Extract each line from the records that contains the string "scarf".

[Stored entries]
++++++++++++++++++++

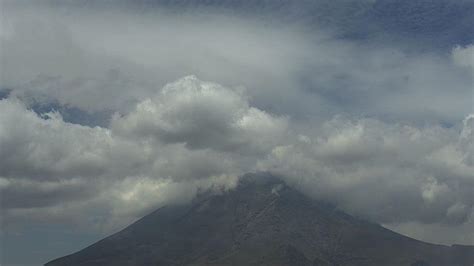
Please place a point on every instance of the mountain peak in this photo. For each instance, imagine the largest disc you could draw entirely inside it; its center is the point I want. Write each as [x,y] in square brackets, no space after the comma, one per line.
[261,222]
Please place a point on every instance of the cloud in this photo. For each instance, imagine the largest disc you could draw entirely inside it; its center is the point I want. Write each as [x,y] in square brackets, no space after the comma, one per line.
[391,173]
[368,126]
[295,69]
[192,135]
[203,115]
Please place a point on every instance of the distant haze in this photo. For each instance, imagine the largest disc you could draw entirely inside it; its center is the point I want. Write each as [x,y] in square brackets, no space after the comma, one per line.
[109,111]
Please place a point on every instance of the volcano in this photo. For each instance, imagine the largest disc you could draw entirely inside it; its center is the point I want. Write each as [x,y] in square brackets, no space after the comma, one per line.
[262,221]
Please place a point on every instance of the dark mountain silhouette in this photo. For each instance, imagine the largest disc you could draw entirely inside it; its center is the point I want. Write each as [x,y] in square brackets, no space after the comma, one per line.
[261,222]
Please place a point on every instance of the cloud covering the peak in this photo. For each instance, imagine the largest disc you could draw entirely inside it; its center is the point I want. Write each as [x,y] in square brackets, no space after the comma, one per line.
[108,112]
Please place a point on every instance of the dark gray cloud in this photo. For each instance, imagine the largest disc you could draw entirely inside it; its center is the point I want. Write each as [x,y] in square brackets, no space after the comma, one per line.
[99,126]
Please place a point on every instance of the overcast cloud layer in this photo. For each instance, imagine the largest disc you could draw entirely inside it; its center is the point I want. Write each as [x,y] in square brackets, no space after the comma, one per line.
[106,115]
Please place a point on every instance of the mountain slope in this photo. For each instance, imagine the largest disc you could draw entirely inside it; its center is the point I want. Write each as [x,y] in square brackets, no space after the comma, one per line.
[261,222]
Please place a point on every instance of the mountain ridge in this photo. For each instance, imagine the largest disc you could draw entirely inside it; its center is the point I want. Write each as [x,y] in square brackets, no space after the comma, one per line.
[261,222]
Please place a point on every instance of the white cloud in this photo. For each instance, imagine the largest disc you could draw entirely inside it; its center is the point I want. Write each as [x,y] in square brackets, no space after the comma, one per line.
[388,172]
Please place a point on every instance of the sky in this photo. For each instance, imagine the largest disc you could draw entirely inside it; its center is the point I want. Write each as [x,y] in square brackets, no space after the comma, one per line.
[111,110]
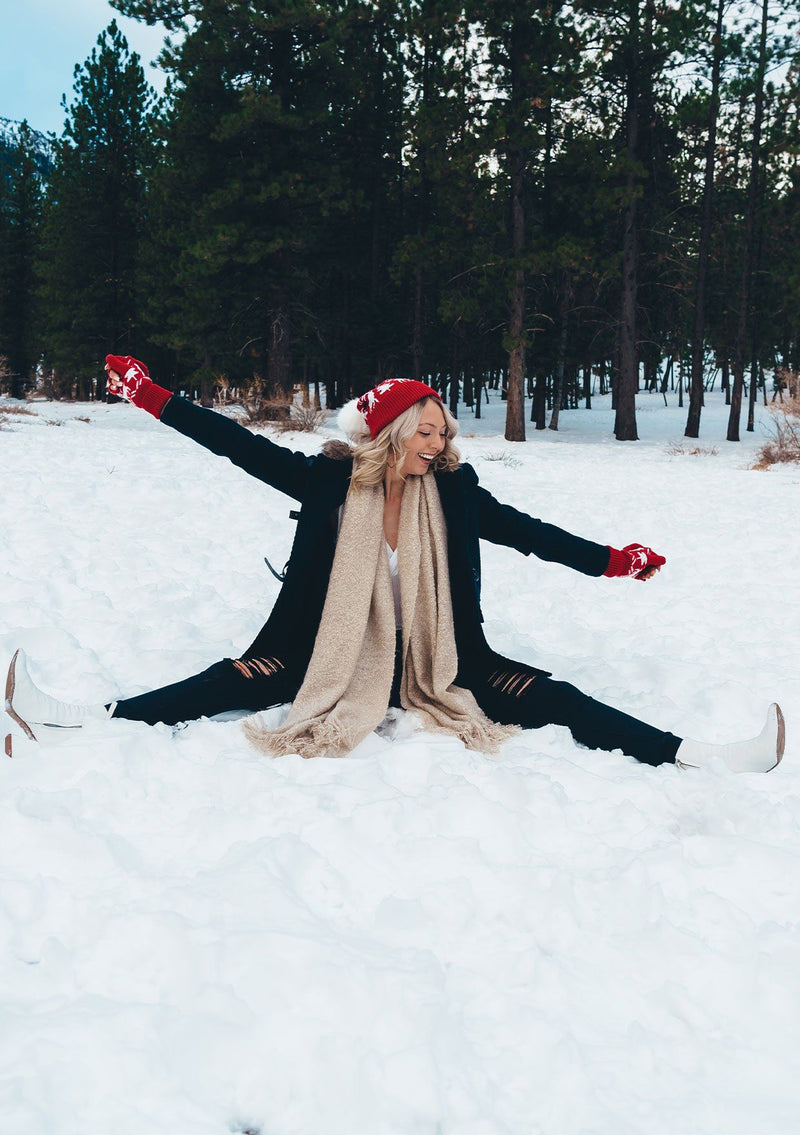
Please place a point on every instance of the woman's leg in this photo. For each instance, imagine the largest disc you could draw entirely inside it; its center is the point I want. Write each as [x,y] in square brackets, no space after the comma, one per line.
[513,694]
[233,683]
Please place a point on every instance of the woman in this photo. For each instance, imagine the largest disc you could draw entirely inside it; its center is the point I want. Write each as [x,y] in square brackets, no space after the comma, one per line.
[380,604]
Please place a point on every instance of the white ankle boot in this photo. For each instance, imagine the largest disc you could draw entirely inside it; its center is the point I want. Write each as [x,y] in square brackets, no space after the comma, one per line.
[758,755]
[31,708]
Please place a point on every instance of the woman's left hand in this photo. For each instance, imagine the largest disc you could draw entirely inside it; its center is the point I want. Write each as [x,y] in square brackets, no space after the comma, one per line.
[634,560]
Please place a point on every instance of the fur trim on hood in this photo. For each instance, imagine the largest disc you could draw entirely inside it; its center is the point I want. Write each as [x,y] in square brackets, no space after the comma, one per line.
[336,450]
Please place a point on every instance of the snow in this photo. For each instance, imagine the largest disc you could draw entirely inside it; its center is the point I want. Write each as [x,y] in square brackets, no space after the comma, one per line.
[417,939]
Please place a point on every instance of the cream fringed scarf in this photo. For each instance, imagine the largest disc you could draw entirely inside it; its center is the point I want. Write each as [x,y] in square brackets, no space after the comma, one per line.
[346,689]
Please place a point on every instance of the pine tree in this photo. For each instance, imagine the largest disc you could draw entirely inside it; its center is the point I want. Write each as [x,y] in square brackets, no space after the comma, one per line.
[94,217]
[20,204]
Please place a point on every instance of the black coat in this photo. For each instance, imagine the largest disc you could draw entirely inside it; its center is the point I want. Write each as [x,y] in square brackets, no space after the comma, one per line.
[320,485]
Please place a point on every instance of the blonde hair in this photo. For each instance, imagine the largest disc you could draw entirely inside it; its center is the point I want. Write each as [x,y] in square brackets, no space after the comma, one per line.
[371,457]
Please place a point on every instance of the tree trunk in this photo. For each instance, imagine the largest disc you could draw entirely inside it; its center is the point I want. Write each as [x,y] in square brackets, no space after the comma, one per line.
[749,229]
[515,406]
[625,420]
[699,333]
[561,362]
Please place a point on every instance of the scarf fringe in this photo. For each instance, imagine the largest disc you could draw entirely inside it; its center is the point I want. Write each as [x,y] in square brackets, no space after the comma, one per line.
[327,737]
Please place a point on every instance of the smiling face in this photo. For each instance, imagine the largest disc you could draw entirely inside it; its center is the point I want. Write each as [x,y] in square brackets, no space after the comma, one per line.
[428,442]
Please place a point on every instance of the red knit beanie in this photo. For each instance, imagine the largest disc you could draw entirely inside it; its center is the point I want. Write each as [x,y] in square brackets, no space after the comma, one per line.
[380,405]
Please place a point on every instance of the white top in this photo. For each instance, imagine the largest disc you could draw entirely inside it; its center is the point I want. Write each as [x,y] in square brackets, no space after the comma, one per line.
[395,582]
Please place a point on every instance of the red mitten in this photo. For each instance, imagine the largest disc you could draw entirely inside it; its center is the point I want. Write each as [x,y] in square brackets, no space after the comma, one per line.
[133,383]
[634,560]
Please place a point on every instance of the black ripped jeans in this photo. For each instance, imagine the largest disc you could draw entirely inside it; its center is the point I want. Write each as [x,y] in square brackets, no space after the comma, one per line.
[507,691]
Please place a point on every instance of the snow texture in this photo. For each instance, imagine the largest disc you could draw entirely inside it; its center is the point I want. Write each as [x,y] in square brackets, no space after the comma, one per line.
[415,940]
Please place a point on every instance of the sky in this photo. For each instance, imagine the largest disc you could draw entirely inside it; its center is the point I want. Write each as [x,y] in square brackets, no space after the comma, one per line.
[41,42]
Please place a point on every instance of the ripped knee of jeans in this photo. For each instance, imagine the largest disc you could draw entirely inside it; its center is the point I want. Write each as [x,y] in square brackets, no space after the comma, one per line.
[512,680]
[258,667]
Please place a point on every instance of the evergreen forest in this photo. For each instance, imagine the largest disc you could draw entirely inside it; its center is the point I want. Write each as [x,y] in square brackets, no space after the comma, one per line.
[540,202]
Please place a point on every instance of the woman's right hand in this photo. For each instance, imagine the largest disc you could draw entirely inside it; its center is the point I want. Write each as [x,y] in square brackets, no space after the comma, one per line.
[129,379]
[127,376]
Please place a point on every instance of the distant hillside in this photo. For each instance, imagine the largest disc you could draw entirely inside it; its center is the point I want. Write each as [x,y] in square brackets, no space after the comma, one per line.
[9,139]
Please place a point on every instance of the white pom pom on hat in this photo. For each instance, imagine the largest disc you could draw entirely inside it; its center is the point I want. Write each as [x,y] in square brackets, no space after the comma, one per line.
[351,420]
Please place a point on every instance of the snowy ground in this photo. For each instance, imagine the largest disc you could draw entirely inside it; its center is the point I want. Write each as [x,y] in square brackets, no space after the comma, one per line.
[415,940]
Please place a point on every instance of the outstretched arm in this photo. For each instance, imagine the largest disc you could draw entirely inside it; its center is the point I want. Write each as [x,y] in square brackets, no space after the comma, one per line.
[284,469]
[503,524]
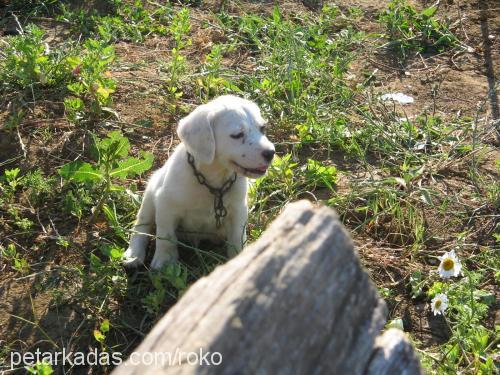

++++++++++++++++++++

**Exercise answer:**
Please place a point on every instance of the cream fringed scarf in this photo. For each instance, imagine the largest disc you could draw entirely inside it; its center is the point I want. Write each as [x,y] in square brackets, no space after the comma, one per line.
Please place a point on every instance of the scarf fringe in this photo. For each instance, imagine the largest disc you could draw entirely inside it; its center is the point I want. Write each as [x,y] in square brackets, no space after the comma, one per line.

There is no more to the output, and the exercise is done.